Page -
● ● ● ● ●
The average LSAT score for economics majors was the highest of any academic discipline. That's probably because economics teaches you how to systematically analyze a problem. Law and economics is also a growing field and you can take a specialized course Law and Economics (EC 135) in the economics department at UVM. Read more information on pre-law at UVM and our partnership with Vermont Law School through which you can earn a law degree.

Public Policy Programs

Many economics majors go on to get a masters in public policy. It's usually a two-year program and economics is a strong component of any MPP program. Students programs can focus on a wide variety of problems and issues, both domestic and international. These programs provide you with the training to be able to work for a variety of government or non-profit organizations.

MBA Programs

Some economics majors go to graduate programs to obtain a masters degree in business administration. There are also two-year programs that provide you with training to work in a business environment in a variety concentrations including finance, marketing, advertising, accounting, organizational behavior and IT. Many top-ranked MBA programs prefer to accept students who have a few years of business experience. Read a list of MBA programs and other resources.
● ● ● ● ●
Aim 1 - Pick out every line in the entries below that contains the string "person", and copy each one.

[Records excerpted from a collection]
● ● ● ● ●
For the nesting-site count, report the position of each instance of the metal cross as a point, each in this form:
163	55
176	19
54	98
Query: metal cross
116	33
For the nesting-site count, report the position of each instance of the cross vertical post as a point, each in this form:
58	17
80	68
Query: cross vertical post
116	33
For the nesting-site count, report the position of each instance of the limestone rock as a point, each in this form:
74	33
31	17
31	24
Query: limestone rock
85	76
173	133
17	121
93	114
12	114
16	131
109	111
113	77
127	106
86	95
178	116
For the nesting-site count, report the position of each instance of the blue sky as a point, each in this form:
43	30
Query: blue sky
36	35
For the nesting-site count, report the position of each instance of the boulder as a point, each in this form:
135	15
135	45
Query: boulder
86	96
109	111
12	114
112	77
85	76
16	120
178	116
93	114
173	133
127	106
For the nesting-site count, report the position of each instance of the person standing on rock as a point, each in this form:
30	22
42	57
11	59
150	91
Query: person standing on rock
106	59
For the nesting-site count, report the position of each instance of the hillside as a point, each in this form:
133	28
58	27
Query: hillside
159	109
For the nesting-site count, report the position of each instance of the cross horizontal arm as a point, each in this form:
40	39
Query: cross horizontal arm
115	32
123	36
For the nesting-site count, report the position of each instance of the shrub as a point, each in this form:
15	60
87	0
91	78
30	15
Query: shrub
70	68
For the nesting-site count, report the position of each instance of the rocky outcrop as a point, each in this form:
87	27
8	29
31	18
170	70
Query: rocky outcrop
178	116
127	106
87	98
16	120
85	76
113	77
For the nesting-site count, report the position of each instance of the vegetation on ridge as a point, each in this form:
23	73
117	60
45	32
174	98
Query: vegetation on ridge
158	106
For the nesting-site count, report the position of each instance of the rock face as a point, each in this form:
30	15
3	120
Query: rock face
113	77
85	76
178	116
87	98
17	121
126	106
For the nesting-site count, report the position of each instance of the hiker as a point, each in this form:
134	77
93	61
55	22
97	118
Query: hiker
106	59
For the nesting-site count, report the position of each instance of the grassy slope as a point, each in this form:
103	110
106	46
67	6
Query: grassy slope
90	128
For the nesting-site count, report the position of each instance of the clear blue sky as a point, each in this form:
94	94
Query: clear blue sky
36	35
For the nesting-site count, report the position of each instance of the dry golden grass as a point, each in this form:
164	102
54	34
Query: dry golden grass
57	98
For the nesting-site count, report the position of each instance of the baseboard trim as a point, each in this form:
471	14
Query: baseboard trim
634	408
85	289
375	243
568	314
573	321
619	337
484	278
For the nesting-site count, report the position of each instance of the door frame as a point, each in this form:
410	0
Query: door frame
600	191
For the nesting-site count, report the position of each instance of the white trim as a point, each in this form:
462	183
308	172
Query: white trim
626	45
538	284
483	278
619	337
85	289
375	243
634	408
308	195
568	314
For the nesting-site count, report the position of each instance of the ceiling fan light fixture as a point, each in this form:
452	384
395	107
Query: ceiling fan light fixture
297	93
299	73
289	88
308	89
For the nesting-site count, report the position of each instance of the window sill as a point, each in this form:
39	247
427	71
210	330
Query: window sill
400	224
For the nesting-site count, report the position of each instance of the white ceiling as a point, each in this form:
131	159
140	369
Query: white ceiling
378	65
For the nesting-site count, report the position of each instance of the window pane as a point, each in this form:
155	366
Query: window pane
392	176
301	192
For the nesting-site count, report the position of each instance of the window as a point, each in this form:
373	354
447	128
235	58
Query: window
● ● ● ● ●
Aim 2 - According to the passage on economics majors, which concentrations do the two-year business programs offer? List them all.

Output 1 -
For the nesting-site count, report the position of each instance of the person standing on rock as a point, each in this form:
Query: person standing on rock

Output 2 - finance, marketing, advertising, accounting, organizational behavior, IT